- Problem requirements -
Repeat the entries below exactly as they appear, with no pictures.

# start of Provided material

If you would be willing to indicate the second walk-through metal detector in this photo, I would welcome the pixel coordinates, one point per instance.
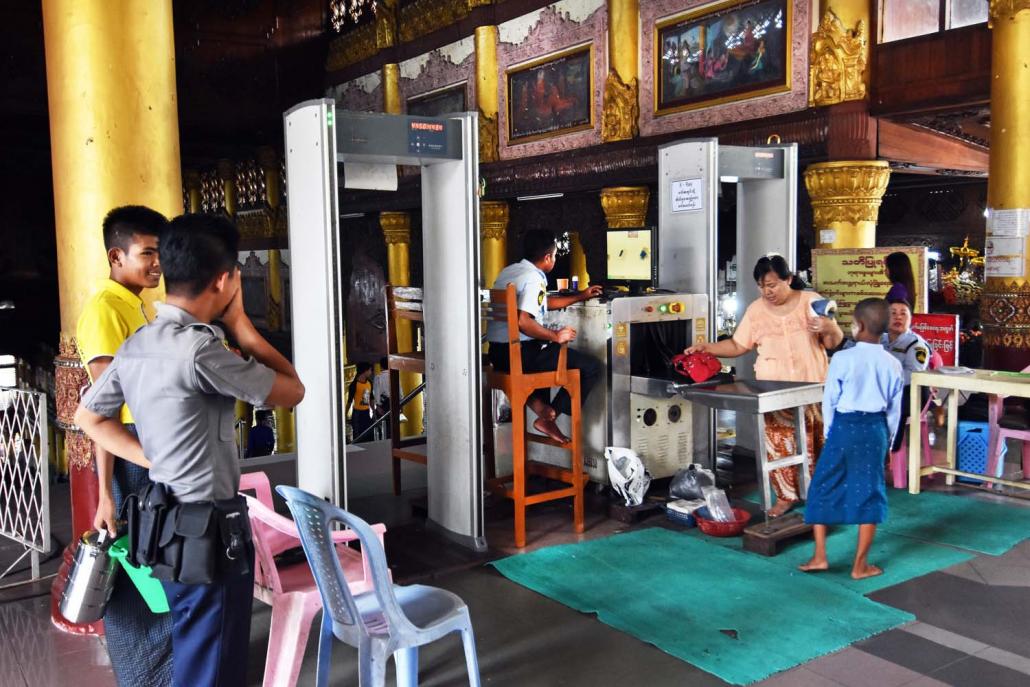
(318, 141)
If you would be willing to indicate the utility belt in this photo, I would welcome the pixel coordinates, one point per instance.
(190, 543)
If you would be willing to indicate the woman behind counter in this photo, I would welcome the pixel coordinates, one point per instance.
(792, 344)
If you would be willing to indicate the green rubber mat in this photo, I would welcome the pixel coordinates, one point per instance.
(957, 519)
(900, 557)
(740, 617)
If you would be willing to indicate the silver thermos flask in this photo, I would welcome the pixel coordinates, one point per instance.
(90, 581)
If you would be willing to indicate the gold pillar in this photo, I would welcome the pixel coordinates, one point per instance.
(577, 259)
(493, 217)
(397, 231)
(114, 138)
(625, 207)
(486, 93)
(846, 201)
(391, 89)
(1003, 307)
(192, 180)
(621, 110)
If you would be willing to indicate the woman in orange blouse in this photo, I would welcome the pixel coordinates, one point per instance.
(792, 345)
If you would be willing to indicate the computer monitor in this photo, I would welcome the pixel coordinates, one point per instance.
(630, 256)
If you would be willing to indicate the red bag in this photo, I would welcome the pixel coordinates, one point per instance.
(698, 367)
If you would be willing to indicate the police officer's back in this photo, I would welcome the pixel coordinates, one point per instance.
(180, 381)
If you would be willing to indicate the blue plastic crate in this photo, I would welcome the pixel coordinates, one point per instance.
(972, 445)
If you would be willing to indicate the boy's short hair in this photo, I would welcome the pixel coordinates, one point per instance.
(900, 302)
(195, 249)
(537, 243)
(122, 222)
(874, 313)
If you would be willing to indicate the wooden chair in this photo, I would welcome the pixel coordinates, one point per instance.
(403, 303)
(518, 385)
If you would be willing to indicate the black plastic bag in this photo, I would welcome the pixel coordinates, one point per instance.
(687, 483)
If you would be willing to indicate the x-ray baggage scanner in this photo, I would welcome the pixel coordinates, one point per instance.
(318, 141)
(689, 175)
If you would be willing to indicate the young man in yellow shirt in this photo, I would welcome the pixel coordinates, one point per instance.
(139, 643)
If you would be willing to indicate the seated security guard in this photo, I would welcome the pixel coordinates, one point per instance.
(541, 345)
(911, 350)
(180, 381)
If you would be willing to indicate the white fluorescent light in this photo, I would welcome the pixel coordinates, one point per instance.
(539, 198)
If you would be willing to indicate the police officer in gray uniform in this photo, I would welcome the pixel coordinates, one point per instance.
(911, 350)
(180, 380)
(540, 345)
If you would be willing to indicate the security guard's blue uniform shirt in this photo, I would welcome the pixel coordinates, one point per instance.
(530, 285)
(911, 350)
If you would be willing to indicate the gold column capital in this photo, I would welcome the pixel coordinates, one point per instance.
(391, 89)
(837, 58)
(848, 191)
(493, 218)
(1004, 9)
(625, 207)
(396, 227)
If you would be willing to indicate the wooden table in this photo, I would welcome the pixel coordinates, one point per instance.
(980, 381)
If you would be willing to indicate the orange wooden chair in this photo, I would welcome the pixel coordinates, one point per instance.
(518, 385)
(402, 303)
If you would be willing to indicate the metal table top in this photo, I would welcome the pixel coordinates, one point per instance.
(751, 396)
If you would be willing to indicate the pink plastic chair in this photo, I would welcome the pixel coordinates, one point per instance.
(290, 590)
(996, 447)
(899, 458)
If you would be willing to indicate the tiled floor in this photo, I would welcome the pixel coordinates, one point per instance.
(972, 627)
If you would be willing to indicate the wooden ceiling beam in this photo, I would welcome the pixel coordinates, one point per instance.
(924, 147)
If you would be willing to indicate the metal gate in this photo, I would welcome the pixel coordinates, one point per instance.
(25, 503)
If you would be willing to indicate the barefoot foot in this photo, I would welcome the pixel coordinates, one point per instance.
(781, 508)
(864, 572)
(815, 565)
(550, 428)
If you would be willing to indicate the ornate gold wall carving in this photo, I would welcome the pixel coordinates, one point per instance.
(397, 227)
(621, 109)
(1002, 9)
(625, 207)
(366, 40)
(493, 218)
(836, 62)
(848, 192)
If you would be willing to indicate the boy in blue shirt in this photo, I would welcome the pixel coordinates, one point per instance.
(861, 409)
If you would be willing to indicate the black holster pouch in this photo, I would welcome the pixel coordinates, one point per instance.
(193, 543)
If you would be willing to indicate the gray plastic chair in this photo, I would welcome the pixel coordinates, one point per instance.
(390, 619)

# end of Provided material

- Solution -
If you would be willing to indicate the second walk-through metal detector in this photo, I would welcome the pixel coordinates, one point per instance.
(318, 141)
If you would be willing to indicate the utility belt in this photo, I would welcome the pixel coordinates, one point per instance.
(190, 543)
If you would be willing to indicate the woman behind counter in this photo, I would welcome the pixel coordinates, one point per instance.
(792, 344)
If you would be willing to indicate the green rubber mat in this photo, I would welcome the pixel coordinates, one point per instance.
(957, 519)
(900, 557)
(740, 617)
If you would be willing to indicate the silver thermos flask in this photo, I would welcome the pixel coordinates, one point per instance.
(90, 581)
If you would be willing to indicate the gold pillar in this photo, I would welcome the pixel coordinates, one point per instance.
(577, 259)
(493, 217)
(397, 231)
(114, 138)
(625, 207)
(486, 93)
(846, 201)
(391, 89)
(1003, 307)
(192, 180)
(621, 110)
If you would be willing to indicate the woman in orange blouse in this photo, I would welcome the pixel coordinates, one point per instance.
(792, 345)
If you would be willing to indicate the computer monitor in this photo, I would welcome the pixel coordinates, one point per instance.
(630, 256)
If you would be willing to indicate the red bag in this photo, I would welcome the pixel coordinates, one point per instance.
(698, 367)
If you would be willing to indicate the police officer's back in this photo, I would welcome the pixel coordinates, one point per instance.
(180, 381)
If you would be willing to indicate the blue plastic crate in this photo, I would welcome the pixel coordinates, one point per instance.
(972, 445)
If you would be willing to indicate the boy's short hair in this photo, I would welcome the pixel coordinates, one point per instance.
(900, 302)
(195, 249)
(537, 243)
(122, 222)
(874, 313)
If you would be willing to indicate the wooden chair in this photo, I would welcome the pixel coordinates, one point per instance.
(403, 303)
(518, 385)
If you would be willing to indicate the black plastic bag in this photo, I would welcome the pixel coordinates, one point per instance.
(687, 483)
If you would be willing to indicate the x-ray baggage scanner in this photo, I would welcome the pixel coordinates, one point per instance.
(318, 141)
(689, 175)
If you would be willing to indicate the young man in yellow shirt in this photo, I would welcome the pixel coordinates, one point per instance.
(139, 643)
If you would be willing to indicate the seated security guard in this photo, I would welcome the pixel coordinates, one point per instance.
(541, 345)
(911, 350)
(180, 381)
If you would be willing to indicate the white fluorescent light in this photo, I would welcome the pixel coordinates, one point per instance.
(539, 198)
If you would be willing to indicate the police officer in gray uniform in this photo, I would welcome the pixel coordinates, one point per instance.
(911, 350)
(180, 380)
(540, 345)
If you would be willing to indicate the security guard's blue uniform shirt in this photo, I would welcome the pixel coordinates, one point per instance.
(530, 285)
(911, 350)
If you would be willing to indicate the gold column capital in this photo, I would welcome the pixel coordinates, one point per instance.
(391, 89)
(837, 58)
(848, 191)
(493, 218)
(1004, 9)
(625, 207)
(396, 227)
If you would be willing to indicate the wooden table in this photo, I would welcome the pixel coordinates, one point per instance.
(980, 381)
If you would be willing to indicate the orange wooden chair in this photo, I would welcome the pixel coordinates, one point per instance.
(518, 385)
(402, 303)
If you would be willing to indicate the metal table top in this photo, I would welcome the pixel coordinates, one point per instance.
(751, 396)
If you would be willing to indicate the pink plastic chair in this photo, I would welcome the pixel coordinates, one point per instance.
(290, 590)
(996, 447)
(899, 458)
If you would be willing to indicate the tiled floor in this photo, I would welcome the pixel coordinates, one point per instance.
(972, 627)
If you would be willing to indicate the wooden ceiling beam in this photo, I would welcome the pixel coordinates, one point per instance.
(924, 147)
If you would be willing to indicate the metal gate in this photo, I would welcome the pixel coordinates, one point per instance.
(25, 503)
If you would be willing to indicate the barefoot foot in this photo, I would welcome the pixel coordinates, one point per instance.
(781, 508)
(864, 572)
(815, 565)
(550, 428)
If you would be willing to indicate the ornate gold wall carving in this photo, I would welcome the pixel coordinates, one point per instance.
(397, 227)
(621, 109)
(1002, 9)
(625, 207)
(366, 40)
(493, 218)
(836, 62)
(848, 192)
If you would be willing to indicate the boy in blue shirt in this photo, I would welcome the pixel coordinates, one point per instance.
(861, 409)
If you would be willing to indicate the black holster pouch in this photo, I would welcome the pixel coordinates, one point per instance.
(193, 543)
If you would be willing to indicate the gray plastic chair in this photo, I would welcome the pixel coordinates, one point per instance.
(390, 619)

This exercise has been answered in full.